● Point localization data
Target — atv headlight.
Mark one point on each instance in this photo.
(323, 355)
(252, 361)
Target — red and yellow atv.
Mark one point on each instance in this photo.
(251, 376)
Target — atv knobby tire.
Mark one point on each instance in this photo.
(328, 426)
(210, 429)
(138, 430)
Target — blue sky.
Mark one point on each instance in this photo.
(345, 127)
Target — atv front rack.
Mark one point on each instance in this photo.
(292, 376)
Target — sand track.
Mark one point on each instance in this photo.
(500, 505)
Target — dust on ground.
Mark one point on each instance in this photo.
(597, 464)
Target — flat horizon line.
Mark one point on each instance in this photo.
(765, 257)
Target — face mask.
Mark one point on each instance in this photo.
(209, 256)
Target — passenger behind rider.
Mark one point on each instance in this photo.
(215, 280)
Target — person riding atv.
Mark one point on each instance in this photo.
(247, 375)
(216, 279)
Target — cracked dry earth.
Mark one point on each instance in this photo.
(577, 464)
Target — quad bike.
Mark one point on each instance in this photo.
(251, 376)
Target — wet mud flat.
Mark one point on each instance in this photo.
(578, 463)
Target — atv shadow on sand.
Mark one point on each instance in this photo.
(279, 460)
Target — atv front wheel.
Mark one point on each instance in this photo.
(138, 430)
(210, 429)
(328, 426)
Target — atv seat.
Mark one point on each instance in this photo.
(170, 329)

● Problem details
From the line holding "Target — face mask." down to the final line above, quote every line exactly and only those lines.

● Result below
Target — face mask.
Mark one point on each instance in this photo.
(209, 256)
Target — passenger behind rider.
Mark one point on each instance in this photo.
(215, 280)
Target — person riding atv.
Mark one point on each instance in this photo.
(247, 375)
(216, 279)
Target — cracked dry earth.
Mark one point on each instance in this photo.
(577, 464)
Target — quad bike.
Mark one point on each instance in this photo.
(251, 376)
Target — wet mud flat.
Mark one point on each instance in this photo.
(578, 463)
Target — atv shadow on sand.
Mark one point on each instance in this photo.
(279, 460)
Target — atv front wheel.
Mark one point on each instance in this photo.
(138, 430)
(210, 429)
(328, 426)
Target — atv seat.
Mark one point on each instance in this photo.
(170, 329)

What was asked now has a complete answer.